_Text provided_

»»

Updated on 3 June 2013
WHO labels the MERS virus that has killed 27 out of the total 49 people it infected since September 2012, a global threat.
Singapore: First identified in September 2012, novel coronavirus MERS, the virus detected in the middle east has now been labeled as a threat to the entire world by the World Health Organisation (WHO). The called MERS has so far killed 27 people out of the 49 it infected since it was detected.
Experts have said that this deadly new strain is a SARS-like virus that had killed about 800 people in 2003.
After another 65-year-old man died in France in France, health officials warned that the MERS-CoV virus has become a global threat.
"We understand too little about this virus when viewed against the magnitude of its potential threat," said Dr Margaret Chan, Head of the WHO said on Monday in a speech in Geneva.

««

Stored data entries
»»

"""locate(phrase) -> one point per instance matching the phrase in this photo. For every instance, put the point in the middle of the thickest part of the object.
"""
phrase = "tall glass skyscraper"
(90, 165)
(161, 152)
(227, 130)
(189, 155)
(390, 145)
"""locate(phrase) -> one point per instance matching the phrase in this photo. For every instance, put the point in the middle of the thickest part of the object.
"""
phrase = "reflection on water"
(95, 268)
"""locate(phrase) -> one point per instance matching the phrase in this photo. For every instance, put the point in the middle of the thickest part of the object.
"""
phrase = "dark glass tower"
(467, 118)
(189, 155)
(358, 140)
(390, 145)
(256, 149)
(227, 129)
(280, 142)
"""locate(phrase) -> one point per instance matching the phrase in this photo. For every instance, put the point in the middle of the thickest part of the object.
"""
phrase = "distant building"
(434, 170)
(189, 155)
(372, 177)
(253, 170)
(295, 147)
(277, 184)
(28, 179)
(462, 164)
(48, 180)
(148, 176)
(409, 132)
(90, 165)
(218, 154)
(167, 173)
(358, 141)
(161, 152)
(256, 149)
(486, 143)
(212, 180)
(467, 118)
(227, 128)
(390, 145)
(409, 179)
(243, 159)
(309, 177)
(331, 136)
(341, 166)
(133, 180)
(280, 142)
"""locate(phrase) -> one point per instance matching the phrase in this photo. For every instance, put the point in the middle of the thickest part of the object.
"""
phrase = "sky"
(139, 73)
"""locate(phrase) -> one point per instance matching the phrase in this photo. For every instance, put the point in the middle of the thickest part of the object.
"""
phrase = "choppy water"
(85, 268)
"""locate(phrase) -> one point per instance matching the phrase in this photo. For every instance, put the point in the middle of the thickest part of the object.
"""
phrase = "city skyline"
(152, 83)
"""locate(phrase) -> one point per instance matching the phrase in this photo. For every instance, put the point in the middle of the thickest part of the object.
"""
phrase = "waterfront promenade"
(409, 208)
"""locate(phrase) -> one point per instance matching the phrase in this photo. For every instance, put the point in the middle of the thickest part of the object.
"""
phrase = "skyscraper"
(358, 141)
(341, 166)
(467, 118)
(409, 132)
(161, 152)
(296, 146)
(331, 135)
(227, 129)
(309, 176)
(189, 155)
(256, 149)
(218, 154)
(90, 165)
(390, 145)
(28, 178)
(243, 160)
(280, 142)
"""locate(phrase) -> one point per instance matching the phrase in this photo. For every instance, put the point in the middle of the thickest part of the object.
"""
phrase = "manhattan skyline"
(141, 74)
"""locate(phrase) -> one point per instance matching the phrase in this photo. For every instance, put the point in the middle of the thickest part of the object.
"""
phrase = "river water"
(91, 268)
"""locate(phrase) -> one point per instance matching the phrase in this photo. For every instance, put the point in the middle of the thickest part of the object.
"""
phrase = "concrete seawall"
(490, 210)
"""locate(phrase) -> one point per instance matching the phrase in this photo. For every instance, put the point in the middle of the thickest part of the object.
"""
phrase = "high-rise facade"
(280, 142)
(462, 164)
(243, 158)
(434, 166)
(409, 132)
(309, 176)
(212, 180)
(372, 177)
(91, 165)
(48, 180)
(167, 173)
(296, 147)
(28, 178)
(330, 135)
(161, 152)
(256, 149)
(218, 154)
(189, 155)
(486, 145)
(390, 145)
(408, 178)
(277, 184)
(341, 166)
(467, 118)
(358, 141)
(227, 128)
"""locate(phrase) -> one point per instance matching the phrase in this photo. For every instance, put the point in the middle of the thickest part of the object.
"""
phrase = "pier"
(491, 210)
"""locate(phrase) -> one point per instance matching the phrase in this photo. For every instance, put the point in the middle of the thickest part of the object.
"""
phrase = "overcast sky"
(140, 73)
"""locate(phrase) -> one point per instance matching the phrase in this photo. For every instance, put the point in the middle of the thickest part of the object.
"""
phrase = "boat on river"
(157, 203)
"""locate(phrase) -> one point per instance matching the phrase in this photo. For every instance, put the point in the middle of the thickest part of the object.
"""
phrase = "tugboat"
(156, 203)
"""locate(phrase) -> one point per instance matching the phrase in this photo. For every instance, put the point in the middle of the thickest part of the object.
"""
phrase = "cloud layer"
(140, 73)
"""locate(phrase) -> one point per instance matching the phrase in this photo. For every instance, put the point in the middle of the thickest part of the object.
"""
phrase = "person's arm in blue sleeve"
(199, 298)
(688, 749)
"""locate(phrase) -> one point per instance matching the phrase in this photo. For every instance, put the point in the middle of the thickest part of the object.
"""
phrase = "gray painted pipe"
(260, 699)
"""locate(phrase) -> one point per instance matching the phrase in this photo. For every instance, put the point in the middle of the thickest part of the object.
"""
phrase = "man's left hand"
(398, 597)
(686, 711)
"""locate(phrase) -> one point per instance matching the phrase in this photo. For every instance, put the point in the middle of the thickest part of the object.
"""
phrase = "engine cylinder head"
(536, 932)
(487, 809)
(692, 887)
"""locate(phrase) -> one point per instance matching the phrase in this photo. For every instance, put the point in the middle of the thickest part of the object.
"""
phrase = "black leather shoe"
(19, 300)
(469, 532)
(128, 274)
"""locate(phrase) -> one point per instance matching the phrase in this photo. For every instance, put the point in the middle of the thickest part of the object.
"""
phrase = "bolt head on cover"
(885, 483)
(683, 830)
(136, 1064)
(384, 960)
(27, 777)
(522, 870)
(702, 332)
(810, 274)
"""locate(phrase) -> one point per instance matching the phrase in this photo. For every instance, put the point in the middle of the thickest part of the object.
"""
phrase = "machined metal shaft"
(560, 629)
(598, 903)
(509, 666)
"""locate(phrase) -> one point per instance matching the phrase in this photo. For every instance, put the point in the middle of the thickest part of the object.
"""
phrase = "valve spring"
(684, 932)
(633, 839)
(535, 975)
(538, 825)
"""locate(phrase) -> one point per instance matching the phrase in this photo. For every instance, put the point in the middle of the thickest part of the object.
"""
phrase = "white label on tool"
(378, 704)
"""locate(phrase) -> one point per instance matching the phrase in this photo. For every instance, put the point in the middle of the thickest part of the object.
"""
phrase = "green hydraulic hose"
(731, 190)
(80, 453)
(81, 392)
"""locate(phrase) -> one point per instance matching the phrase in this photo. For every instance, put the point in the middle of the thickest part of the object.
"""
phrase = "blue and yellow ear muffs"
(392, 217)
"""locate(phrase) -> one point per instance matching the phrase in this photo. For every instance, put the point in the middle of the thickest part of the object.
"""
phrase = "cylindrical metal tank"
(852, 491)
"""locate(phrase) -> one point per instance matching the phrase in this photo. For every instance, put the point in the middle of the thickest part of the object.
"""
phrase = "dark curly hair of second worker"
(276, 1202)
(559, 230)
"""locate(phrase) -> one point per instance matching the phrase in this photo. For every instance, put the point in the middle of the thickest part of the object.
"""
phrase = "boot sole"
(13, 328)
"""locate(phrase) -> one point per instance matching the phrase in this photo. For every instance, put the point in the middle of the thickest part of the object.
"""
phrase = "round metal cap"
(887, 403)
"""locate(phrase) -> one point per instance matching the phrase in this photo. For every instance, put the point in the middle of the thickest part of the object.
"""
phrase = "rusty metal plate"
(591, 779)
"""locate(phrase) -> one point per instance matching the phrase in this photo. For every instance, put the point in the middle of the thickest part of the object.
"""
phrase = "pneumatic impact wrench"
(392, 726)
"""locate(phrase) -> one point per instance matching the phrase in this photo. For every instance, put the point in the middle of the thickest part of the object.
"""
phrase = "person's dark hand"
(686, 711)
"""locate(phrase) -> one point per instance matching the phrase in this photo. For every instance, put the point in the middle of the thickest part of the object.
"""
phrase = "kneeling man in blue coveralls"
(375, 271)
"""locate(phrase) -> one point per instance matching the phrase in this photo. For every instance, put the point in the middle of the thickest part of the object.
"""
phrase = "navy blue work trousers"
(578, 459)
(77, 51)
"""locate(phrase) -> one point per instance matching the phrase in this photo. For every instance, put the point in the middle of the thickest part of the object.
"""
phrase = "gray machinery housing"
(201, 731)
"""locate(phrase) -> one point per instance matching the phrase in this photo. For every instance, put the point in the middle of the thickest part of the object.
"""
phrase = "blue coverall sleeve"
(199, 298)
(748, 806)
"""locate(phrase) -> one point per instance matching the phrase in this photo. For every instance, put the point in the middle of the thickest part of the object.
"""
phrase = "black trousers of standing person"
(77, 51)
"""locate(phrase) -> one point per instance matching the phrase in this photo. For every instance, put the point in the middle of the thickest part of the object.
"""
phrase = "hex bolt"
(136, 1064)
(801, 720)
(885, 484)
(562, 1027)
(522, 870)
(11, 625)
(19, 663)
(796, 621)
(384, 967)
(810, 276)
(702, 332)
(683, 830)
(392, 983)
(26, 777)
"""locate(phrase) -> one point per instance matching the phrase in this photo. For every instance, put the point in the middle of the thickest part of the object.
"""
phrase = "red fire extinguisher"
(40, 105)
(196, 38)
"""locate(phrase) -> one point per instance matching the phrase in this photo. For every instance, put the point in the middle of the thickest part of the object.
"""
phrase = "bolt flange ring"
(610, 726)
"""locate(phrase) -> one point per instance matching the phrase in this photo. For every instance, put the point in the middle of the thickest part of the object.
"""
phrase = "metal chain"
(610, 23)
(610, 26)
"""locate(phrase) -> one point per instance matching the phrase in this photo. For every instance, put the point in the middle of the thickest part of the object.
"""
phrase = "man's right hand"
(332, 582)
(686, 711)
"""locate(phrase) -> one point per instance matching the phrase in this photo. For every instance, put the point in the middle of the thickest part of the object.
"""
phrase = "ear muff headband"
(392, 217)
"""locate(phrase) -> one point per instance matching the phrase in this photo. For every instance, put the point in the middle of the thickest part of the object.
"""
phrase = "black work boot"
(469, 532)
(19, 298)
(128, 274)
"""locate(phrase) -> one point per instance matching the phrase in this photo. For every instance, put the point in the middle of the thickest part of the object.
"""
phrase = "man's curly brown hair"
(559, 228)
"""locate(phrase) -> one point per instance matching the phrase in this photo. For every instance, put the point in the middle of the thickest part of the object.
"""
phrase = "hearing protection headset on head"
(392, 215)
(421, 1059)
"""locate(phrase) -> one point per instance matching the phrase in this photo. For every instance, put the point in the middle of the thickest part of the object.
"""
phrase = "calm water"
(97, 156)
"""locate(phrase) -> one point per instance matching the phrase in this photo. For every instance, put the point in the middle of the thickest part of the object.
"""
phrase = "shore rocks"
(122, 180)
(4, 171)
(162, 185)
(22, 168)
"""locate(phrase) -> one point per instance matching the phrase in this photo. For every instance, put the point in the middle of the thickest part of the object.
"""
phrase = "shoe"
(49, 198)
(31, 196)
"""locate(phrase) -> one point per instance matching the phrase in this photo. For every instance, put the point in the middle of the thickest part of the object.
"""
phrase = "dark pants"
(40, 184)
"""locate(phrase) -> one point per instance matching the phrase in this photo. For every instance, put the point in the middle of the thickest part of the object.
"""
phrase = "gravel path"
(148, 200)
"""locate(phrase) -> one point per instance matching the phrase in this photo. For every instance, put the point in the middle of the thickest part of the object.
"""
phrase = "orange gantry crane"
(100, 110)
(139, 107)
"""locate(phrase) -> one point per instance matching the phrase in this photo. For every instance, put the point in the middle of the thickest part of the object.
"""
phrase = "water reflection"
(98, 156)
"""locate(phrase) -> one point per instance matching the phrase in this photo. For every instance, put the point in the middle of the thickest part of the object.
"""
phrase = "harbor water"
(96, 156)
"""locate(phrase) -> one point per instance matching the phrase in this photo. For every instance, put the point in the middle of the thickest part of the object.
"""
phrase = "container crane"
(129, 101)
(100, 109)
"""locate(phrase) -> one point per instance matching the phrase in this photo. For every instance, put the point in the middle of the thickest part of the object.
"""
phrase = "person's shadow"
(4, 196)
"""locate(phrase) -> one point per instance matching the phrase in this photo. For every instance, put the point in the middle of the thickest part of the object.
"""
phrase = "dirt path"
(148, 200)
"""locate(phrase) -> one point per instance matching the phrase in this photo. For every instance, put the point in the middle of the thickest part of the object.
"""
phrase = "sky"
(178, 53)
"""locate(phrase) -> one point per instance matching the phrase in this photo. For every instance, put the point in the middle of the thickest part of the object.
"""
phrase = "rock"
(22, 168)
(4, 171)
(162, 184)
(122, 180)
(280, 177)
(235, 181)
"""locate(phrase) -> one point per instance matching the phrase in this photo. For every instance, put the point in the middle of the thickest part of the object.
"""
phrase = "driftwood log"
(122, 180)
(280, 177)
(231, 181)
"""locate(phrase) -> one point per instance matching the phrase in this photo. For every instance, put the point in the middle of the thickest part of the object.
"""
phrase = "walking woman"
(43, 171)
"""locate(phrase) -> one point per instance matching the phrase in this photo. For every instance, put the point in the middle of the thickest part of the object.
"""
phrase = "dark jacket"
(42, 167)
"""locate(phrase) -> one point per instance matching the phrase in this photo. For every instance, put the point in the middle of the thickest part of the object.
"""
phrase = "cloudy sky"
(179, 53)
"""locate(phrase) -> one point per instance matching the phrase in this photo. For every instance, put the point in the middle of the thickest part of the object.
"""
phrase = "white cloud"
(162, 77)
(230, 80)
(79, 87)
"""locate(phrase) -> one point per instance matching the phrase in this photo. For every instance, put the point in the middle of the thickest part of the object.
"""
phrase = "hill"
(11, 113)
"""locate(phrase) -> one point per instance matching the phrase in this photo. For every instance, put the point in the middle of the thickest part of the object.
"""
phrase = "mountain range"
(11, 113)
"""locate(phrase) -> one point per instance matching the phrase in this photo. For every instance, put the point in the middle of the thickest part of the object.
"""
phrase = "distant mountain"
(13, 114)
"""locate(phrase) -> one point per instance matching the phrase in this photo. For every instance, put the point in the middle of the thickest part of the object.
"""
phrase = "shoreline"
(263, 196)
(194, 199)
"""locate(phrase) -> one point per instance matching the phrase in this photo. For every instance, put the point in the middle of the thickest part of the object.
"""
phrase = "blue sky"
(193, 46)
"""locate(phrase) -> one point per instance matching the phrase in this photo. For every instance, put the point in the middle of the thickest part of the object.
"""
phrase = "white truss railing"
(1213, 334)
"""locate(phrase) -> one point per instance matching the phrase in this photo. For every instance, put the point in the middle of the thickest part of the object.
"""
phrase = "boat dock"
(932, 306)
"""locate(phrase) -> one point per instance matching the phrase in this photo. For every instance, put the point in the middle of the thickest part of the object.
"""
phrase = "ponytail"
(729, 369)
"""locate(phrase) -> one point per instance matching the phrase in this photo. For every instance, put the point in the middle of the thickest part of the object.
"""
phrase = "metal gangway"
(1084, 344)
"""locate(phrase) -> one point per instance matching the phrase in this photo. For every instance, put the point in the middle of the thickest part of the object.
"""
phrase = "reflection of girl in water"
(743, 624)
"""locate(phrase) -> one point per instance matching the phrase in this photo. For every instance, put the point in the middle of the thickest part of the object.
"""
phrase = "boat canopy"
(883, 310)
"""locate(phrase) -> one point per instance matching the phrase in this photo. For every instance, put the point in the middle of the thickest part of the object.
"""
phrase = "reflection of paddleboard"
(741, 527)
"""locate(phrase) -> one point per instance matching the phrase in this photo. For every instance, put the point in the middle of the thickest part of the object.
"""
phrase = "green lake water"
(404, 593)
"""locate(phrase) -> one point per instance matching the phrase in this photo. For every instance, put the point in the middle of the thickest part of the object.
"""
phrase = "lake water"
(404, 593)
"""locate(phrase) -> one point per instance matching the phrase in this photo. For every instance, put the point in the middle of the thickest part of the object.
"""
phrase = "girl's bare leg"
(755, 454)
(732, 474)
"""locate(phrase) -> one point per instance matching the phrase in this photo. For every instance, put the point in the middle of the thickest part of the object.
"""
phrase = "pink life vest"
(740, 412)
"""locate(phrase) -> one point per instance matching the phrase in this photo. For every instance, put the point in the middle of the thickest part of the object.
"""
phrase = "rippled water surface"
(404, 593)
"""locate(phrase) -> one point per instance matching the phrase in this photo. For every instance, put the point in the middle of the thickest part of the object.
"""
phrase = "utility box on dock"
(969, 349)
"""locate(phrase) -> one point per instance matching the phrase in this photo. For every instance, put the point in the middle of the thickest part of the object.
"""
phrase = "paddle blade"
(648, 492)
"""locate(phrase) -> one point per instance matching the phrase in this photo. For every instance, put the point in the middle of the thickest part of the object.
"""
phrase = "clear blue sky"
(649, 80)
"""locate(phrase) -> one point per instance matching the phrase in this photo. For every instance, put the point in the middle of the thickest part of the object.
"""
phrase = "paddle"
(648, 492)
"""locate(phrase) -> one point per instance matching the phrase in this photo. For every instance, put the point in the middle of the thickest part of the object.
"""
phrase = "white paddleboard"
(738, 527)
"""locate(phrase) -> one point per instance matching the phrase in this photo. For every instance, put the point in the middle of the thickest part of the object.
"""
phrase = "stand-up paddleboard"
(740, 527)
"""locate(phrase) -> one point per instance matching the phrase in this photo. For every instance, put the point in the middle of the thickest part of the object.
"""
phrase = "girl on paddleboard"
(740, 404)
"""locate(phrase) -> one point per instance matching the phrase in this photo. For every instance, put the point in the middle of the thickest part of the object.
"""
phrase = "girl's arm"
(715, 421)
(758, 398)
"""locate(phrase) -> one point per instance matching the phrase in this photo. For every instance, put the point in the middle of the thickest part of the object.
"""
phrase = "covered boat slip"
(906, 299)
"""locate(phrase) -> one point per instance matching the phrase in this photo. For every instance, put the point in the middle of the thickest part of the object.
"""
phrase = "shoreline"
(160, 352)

««

_Problems to solve_
A) Could you shorten the paragraph of the MERS report that begins "Singapore: First identified in September 2012" into a brief bulleted list that keeps its main facts?
B) Can you resume the MERS report right after its final sentence and carry it on?
Nothing in the records above matters for this work.

_Written responses_
A)
- MERS, a novel coronavirus, was first identified in September 2012 and detected in the Middle East.
- The World Health Organisation (WHO) has labeled it a threat to the entire world.
- It has killed 27 of the 49 people it infected since its detection.

B)
The virus is believed to transmit mainly from person-to-person contact, however, authorities are trying to understand why it has not spread easily among larger communities. 'We do not know where the virus hides in nature. We do not know how people are getting infected. Until we answer these questions, we are empty-handed when it comes to prevention. These are alarm bells. And we must respond," Dr Chan added.
So far nine countries worldwide have reported cases of this virus. While Saudi Arabia has reported the highest number of cases, at 33, the virus has spread to Qatar, Jordan, Pakistan and Tunisia. Some cases have also been identified in Germany and Britain. WHO authorities believe that the initial transmission of the virus was from animal to human but have yet to identify the animal sources.